§ **WHAT YOU HAVE TO DO**:
When you copy the entries, keep every word exactly as it stands.

════════════════

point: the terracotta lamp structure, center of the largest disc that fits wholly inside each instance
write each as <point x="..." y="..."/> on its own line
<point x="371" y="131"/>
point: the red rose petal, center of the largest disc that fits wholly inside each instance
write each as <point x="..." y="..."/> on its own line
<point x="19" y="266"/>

════════════════

§ **WRITTEN SOLUTION**:
point: the terracotta lamp structure, center of the largest disc that fits wholly inside each instance
write each as <point x="..." y="..."/> on its own line
<point x="371" y="131"/>
point: the red rose petal, center of the largest disc that fits wholly inside each instance
write each as <point x="..." y="..."/> on its own line
<point x="19" y="266"/>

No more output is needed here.